__Aim of the exercise__. From the forum thread below about using a Gaussian Process for a covariance matrix, extract everything from "I’m trying to" down to "trace = pm.sample()".

__Passage__.
● ● ● ● ●

Hi all!
I’m trying to use a Gaussian Process as the input for the covariance matrix of an MvNormal likelihood:
with pm.Model() as m:
etasq = 1. + pm.HalfNormal('etasq', 0.25)
rhosq = 3. + pm.HalfNormal('rhosq', 0.25)
cov = etasq * pm.gp.cov.ExpQuad(input_dim=1, ls=rhosq)
gp = pm.gp.Latent(cov_func=cov)
SIGMA = gp.prior('SIGMA', X=Dist_mat ** 2)
a = pm.Normal("a", 0., 1.)
b = pm.Normal("b", 0., 0.5, shape=2)
mu = a + b[0] * M + b[1] * G
B = pm.MvNormal("B", mu, cov=SIGMA, observed=B_)
trace = pm.sample()
But running this prints a ValueError: cov must be two dimensional
, because, indeed, SIGMA.tag.test_value.shape
returns (151,)
.
I’m not very familiar yet with the GP module, so I’m not sure what to make of this Does anyone see a way forward?
Thansk a lot in advance
PS: I wanted to make the post as short as possible, but I can share the data if needed
I think it is working as expected. Here’s an explanation.
-
gp.prior
is putting a N
-dimensional re-parameterized multivariate normal prior where N
are number of samples (not features) in your Dist_mat
array. This means SIGMA
in your model is going to be N
dimensional sample from a multivariate normal. Here, N
is 151
.
I think you want to fit a model on Dist_mat
to get a distribution over B_
observed values. You can do that in the following way.
class MyMean(pm.gp.Mean):
def __init__(self, a, b):
self.a = a
self.b = b
def __call__(self, X):
return self.a + self.b[0]*M + self.b[1]*G
with pm.Model() as m:
etasq = 1. + pm.HalfNormal('etasq', 0.25)
rhosq = 3. + pm.HalfNormal('rhosq', 0.25)
a = pm.Normal("a", 0., 1.)
b = pm.Normal("b", 0., 0.5, shape=2)
cov = etasq * pm.gp.cov.ExpQuad(input_dim=1, ls=rhosq)

● ● ● ● ●

__Raw data__.

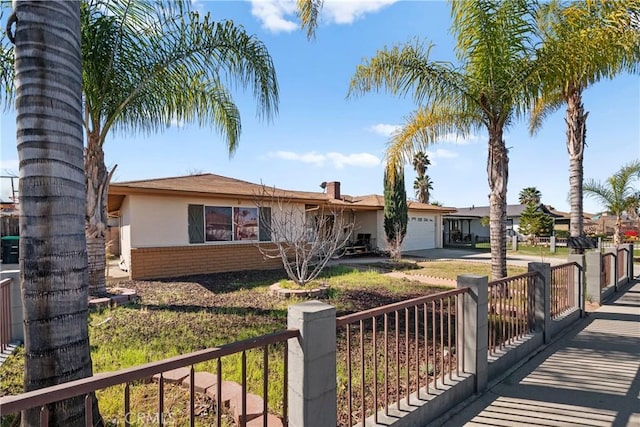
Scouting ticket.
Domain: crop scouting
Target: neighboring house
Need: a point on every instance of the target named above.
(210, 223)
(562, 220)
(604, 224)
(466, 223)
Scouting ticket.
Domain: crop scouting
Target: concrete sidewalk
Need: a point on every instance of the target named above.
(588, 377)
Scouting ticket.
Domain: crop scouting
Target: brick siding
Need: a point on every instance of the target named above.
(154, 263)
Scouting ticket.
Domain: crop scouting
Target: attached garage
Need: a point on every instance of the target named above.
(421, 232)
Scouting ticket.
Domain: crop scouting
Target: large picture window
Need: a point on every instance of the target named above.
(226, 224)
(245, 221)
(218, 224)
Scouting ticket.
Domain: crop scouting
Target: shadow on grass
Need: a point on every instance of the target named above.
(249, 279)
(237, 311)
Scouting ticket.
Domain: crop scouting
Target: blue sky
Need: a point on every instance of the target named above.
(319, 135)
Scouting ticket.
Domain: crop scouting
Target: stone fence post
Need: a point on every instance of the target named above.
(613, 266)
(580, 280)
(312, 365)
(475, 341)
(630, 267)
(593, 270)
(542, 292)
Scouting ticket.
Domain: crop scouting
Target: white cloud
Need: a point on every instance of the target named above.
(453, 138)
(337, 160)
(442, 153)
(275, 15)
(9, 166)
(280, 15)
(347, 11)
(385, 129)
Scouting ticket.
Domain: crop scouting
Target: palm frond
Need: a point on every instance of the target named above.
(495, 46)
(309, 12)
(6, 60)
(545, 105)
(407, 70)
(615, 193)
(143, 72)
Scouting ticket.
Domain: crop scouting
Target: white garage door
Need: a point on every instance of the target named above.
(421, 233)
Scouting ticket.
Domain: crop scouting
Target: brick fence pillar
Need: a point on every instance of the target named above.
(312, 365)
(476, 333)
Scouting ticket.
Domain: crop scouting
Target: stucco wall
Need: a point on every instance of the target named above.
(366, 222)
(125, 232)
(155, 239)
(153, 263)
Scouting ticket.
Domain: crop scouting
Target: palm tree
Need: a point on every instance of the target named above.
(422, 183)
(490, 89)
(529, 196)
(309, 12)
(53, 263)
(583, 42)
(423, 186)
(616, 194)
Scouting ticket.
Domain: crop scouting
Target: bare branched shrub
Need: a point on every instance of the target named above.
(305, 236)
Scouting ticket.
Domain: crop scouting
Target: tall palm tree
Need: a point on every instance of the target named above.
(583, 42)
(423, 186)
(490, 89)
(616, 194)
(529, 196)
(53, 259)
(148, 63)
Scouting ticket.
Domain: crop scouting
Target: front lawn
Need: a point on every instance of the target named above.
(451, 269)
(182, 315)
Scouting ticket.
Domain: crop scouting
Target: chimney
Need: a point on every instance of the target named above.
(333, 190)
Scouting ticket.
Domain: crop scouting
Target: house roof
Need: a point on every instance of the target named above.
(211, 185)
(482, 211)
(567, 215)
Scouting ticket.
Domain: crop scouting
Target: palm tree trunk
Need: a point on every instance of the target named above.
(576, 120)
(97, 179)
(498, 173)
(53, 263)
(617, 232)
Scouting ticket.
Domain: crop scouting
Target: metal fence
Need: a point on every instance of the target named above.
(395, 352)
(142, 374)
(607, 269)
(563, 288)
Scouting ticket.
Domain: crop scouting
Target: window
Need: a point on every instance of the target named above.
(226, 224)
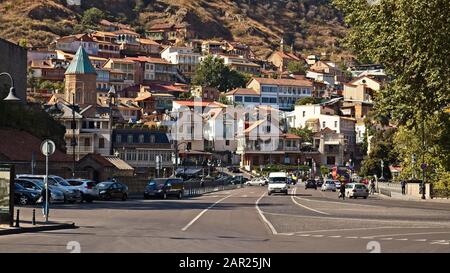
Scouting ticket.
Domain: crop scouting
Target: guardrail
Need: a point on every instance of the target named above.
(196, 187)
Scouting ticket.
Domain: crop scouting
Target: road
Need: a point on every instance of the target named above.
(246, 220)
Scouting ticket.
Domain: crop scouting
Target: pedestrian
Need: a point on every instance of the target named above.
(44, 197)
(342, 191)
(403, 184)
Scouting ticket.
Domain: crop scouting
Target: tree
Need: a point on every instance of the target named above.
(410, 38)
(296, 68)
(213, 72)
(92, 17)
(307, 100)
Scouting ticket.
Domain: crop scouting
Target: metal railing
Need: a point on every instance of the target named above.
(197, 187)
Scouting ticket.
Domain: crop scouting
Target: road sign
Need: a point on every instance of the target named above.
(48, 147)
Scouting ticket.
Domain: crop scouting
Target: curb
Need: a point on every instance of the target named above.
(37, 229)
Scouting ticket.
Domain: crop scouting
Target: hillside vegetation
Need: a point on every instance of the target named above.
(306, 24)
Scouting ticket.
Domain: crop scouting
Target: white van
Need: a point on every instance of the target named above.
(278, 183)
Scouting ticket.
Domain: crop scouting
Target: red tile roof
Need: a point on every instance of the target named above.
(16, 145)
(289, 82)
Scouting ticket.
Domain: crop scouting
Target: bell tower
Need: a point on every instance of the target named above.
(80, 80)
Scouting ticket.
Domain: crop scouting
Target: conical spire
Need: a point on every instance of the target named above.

● ● ● ● ●

__Output for this exercise__.
I’m trying to use a Gaussian Process as the input for the covariance matrix of an MvNormal likelihood:
with pm.Model() as m:
etasq = 1. + pm.HalfNormal('etasq', 0.25)
rhosq = 3. + pm.HalfNormal('rhosq', 0.25)
cov = etasq * pm.gp.cov.ExpQuad(input_dim=1, ls=rhosq)
gp = pm.gp.Latent(cov_func=cov)
SIGMA = gp.prior('SIGMA', X=Dist_mat ** 2)
a = pm.Normal("a", 0., 1.)
b = pm.Normal("b", 0., 0.5, shape=2)
mu = a + b[0] * M + b[1] * G
B = pm.MvNormal("B", mu, cov=SIGMA, observed=B_)
trace = pm.sample()